• Page:
Hi,
It depends on your definition of pipes not too overloaded. And I'm
presuming from mention of pipes that you mean network induced call
quality problems.
Usually bufferbloat. Routers with too much memory cause a lot of
latency at the point of a fast to slow transition in the network.
And this can be caused by anything from a crappy DSL router on upstream,
and somebody emails a large attachment during a call. Or it can be
something like a unsupported 100meg optic on the customer side of a
juniper edge router on a 10gig core. Customer does a download, latency
goes nuts and all the phone calls sound naff.
Tools to test.
fast.com and press the `Show more info` button. Forget the bandwidth
figures, and look at the difference between the loaded and unloaded
latency. If a big difference, you have a problem.
http://www.dslreports.com/speedtest This will give a bufferbloat
score. Then look at the results, and scroll down a bit and it will show
you upload and download latency figures for idle, downloading and
uploading. (This is one of the most amazing tools, and I'd love a way
to pay them some money each month to support the service. They were
struggling a bit at some stage.)

• Material:
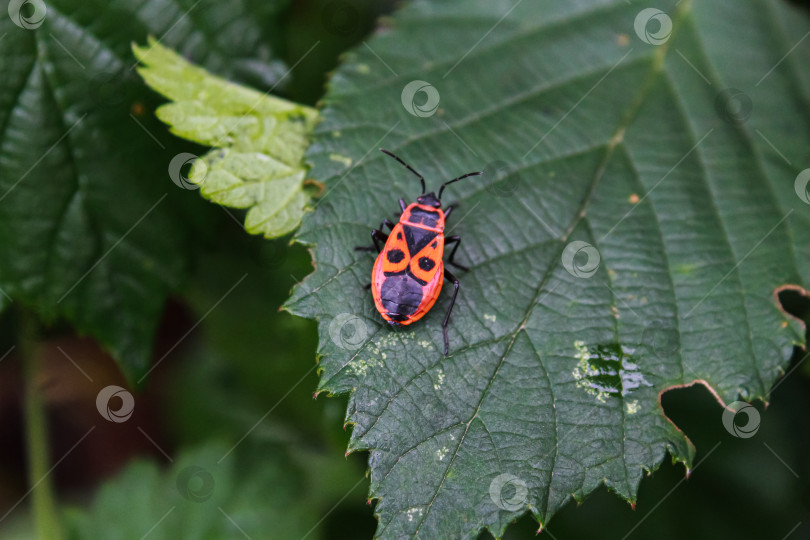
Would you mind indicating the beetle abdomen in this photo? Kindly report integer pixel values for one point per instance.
(400, 296)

• Your tasks:
1. Answer these questions using the bufferbloat message:
(a) What does the writer name as the usual cause of network-induced call quality problems?
(b) Which button should be pressed on fast.com?
(c) What kind of score does the dslreports.com speed test give?
2. Rewrite the paragraph of the bufferbloat message that begins "Usually bufferbloat" as a short list that keeps its main facts.
3. Duplicate the bufferbloat message word for word, from "fast.com and press" up to and including "at some stage.)".
The material plays no part in this work.

• Answers for the tasks:
1.
(a) Bufferbloat.
(b) The `Show more info` button.
(c) A bufferbloat score.

2.
- Usual cause: bufferbloat.
- Routers with too much memory cause high latency where a fast part of the network meets a slow one.
- Example 1: a poor upstream DSL router, when someone emails a large attachment during a call.
- Example 2: an unsupported 100meg optic on the customer side of a juniper edge router on a 10gig core. A customer download sends latency soaring, and all the phone calls sound bad.

3.
fast.com and press the `Show more info` button. Forget the bandwidth
figures, and look at the difference between the loaded and unloaded
latency. If a big difference, you have a problem.
http://www.dslreports.com/speedtest This will give a bufferbloat
score. Then look at the results, and scroll down a bit and it will show
you upload and download latency figures for idle, downloading and
uploading. (This is one of the most amazing tools, and I'd love a way
to pay them some money each month to support the service. They were
struggling a bit at some stage.)